* _AIM OF THE TASK_: Reproduce the material below verbatim, starting at its first line and ending at the line that contains "left=0, top=185, right=332, bottom=285", including both. Leave the pictures out of your reproduction.

_____

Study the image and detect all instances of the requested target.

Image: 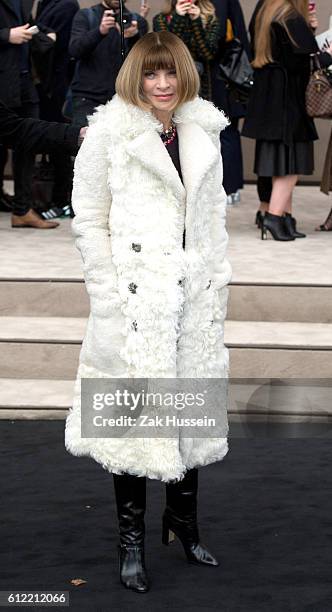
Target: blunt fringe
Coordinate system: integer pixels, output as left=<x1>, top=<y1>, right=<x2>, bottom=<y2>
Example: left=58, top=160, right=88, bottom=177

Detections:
left=115, top=31, right=200, bottom=110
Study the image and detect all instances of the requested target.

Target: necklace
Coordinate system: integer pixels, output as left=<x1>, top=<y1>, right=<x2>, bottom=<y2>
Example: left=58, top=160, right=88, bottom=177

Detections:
left=161, top=122, right=176, bottom=147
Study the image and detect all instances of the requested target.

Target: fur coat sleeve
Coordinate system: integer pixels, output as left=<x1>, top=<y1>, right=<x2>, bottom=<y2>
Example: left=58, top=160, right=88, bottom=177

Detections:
left=72, top=109, right=119, bottom=317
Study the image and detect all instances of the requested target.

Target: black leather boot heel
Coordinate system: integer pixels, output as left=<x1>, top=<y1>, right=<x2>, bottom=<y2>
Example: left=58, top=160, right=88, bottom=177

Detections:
left=162, top=468, right=219, bottom=566
left=284, top=213, right=306, bottom=238
left=261, top=212, right=295, bottom=242
left=113, top=474, right=150, bottom=593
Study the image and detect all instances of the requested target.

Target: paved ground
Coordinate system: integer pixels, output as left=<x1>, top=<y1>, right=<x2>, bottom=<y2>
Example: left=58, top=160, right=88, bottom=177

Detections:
left=0, top=185, right=332, bottom=285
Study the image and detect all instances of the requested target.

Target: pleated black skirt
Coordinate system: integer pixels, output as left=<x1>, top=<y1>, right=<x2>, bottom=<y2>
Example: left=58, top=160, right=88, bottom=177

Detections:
left=254, top=140, right=314, bottom=176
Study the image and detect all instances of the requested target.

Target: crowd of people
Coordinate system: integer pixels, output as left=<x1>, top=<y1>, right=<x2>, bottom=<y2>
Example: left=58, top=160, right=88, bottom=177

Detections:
left=0, top=0, right=332, bottom=241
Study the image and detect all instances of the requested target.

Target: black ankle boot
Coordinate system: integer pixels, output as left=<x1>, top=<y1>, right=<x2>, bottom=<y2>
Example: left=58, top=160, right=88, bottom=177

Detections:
left=255, top=209, right=264, bottom=229
left=261, top=212, right=295, bottom=242
left=284, top=213, right=306, bottom=238
left=162, top=468, right=219, bottom=565
left=113, top=474, right=149, bottom=593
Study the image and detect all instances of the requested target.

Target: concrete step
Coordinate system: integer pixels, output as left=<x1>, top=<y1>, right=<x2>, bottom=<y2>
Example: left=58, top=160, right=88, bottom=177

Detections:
left=0, top=278, right=332, bottom=323
left=0, top=379, right=332, bottom=423
left=0, top=317, right=332, bottom=380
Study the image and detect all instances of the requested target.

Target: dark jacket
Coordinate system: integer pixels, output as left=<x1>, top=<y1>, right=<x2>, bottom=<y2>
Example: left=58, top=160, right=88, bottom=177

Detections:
left=36, top=0, right=79, bottom=101
left=153, top=0, right=250, bottom=117
left=242, top=2, right=331, bottom=144
left=0, top=0, right=50, bottom=108
left=0, top=102, right=80, bottom=154
left=153, top=10, right=220, bottom=101
left=69, top=4, right=148, bottom=104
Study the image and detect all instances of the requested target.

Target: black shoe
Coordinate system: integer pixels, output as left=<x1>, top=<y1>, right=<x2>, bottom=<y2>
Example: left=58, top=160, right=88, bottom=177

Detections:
left=284, top=213, right=306, bottom=238
left=0, top=191, right=13, bottom=212
left=41, top=204, right=74, bottom=220
left=162, top=468, right=219, bottom=566
left=315, top=208, right=332, bottom=232
left=255, top=210, right=264, bottom=229
left=113, top=474, right=150, bottom=593
left=261, top=212, right=295, bottom=242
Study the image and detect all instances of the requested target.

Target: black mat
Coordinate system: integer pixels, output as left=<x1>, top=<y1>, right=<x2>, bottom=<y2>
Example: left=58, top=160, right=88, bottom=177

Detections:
left=0, top=421, right=332, bottom=612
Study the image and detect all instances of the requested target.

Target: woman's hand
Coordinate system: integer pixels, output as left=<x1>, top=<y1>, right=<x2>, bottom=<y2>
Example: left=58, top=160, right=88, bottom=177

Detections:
left=121, top=21, right=138, bottom=38
left=99, top=11, right=115, bottom=36
left=322, top=42, right=332, bottom=55
left=9, top=23, right=32, bottom=45
left=175, top=0, right=191, bottom=17
left=139, top=0, right=151, bottom=19
left=188, top=3, right=201, bottom=21
left=309, top=11, right=318, bottom=30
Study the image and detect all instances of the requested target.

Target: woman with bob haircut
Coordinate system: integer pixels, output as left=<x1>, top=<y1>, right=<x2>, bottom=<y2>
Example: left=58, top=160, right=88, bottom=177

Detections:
left=65, top=32, right=231, bottom=592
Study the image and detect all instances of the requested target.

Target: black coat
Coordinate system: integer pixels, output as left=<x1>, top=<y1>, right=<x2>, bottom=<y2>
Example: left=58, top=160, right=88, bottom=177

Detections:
left=0, top=102, right=80, bottom=154
left=242, top=2, right=331, bottom=144
left=0, top=0, right=50, bottom=108
left=69, top=4, right=148, bottom=104
left=212, top=0, right=250, bottom=117
left=36, top=0, right=79, bottom=101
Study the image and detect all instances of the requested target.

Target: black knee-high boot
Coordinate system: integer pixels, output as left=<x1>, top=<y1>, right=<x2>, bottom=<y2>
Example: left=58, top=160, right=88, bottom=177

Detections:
left=162, top=468, right=219, bottom=565
left=113, top=474, right=149, bottom=593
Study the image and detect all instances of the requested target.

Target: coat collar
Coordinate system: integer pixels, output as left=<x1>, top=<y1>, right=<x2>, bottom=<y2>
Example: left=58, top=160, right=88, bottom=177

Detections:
left=90, top=94, right=228, bottom=201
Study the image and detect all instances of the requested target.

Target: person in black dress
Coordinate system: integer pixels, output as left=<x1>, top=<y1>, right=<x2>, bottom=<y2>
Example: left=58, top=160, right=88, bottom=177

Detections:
left=242, top=0, right=332, bottom=241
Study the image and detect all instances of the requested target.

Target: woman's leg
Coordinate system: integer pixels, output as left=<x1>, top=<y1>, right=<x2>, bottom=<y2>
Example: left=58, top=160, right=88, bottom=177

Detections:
left=162, top=468, right=219, bottom=566
left=113, top=474, right=149, bottom=593
left=269, top=174, right=298, bottom=217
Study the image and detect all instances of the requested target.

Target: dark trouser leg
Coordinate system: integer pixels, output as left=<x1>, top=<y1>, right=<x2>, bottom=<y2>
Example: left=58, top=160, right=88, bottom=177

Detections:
left=49, top=151, right=73, bottom=206
left=0, top=145, right=8, bottom=192
left=13, top=74, right=39, bottom=216
left=162, top=468, right=219, bottom=566
left=220, top=119, right=243, bottom=195
left=113, top=474, right=149, bottom=592
left=38, top=87, right=73, bottom=206
left=73, top=96, right=100, bottom=127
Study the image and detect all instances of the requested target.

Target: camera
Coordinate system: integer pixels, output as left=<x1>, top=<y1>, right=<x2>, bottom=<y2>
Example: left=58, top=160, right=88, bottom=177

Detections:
left=105, top=10, right=133, bottom=30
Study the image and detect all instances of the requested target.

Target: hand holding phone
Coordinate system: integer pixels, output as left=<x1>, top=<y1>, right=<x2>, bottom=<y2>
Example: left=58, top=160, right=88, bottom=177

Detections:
left=175, top=0, right=192, bottom=17
left=27, top=26, right=39, bottom=36
left=99, top=10, right=115, bottom=36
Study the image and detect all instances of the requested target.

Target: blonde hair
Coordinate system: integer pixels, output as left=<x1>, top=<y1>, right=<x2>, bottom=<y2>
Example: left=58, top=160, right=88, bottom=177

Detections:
left=163, top=0, right=216, bottom=25
left=252, top=0, right=309, bottom=68
left=115, top=31, right=200, bottom=110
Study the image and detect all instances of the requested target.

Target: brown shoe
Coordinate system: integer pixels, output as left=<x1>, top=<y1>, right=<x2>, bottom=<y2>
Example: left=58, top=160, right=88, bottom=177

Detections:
left=12, top=208, right=59, bottom=229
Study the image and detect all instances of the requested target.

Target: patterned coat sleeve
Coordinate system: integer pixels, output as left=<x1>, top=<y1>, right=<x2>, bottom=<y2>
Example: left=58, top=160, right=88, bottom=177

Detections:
left=189, top=17, right=221, bottom=61
left=153, top=11, right=191, bottom=46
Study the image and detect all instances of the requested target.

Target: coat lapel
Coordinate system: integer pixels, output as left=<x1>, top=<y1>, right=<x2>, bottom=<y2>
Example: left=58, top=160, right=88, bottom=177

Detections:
left=127, top=130, right=185, bottom=200
left=178, top=123, right=220, bottom=248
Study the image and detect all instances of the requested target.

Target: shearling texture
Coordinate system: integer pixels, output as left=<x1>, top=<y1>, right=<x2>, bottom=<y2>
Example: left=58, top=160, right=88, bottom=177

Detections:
left=65, top=95, right=231, bottom=482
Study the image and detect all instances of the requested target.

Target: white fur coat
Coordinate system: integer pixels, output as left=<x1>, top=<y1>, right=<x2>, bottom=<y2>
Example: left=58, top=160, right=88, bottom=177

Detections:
left=65, top=95, right=231, bottom=482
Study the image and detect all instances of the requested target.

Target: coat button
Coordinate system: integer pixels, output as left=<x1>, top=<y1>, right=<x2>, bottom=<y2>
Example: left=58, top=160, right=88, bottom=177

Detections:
left=128, top=283, right=137, bottom=293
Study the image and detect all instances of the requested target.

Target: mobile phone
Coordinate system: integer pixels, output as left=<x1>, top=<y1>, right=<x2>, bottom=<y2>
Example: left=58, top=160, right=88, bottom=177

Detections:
left=27, top=26, right=39, bottom=35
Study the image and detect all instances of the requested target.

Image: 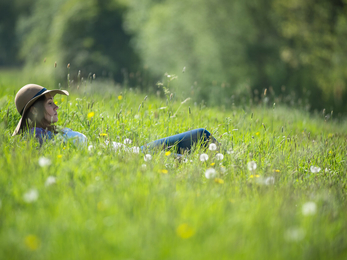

_____

* _EXERCISE SOLUTION_:
Study the image and detect all instances of the requested target.

Image: 
Target: blunt fringe
Coordinate system: integer pixels, output as left=<x1>, top=<y1>, right=<x2>, bottom=<y2>
Example: left=58, top=160, right=88, bottom=177

Detections:
left=115, top=31, right=200, bottom=110
Study the image and detect all instances of the requested target.

Target: necklace
Coordinate system: integer pixels, output as left=<x1>, top=<y1>, right=<x2>, bottom=<y2>
Example: left=58, top=160, right=88, bottom=177

Detections:
left=161, top=122, right=176, bottom=147
Study the image and detect all instances of the requested target.

Target: fur coat sleeve
Coordinate system: integer pixels, output as left=<x1>, top=<y1>, right=<x2>, bottom=<y2>
Example: left=58, top=160, right=88, bottom=177

Detections:
left=72, top=109, right=119, bottom=317
Study the image and detect all instances of the requested target.

Target: black leather boot heel
Coordinate system: integer pixels, output as left=<x1>, top=<y1>, right=<x2>, bottom=<y2>
Example: left=58, top=160, right=88, bottom=177

Detections:
left=162, top=468, right=219, bottom=566
left=284, top=213, right=306, bottom=238
left=261, top=212, right=295, bottom=242
left=113, top=474, right=150, bottom=593
Study the image and detect all instances of the requested target.

Target: paved ground
Coordinate system: integer pixels, output as left=<x1>, top=<y1>, right=<x2>, bottom=<y2>
Example: left=58, top=160, right=88, bottom=177

Detections:
left=0, top=185, right=332, bottom=285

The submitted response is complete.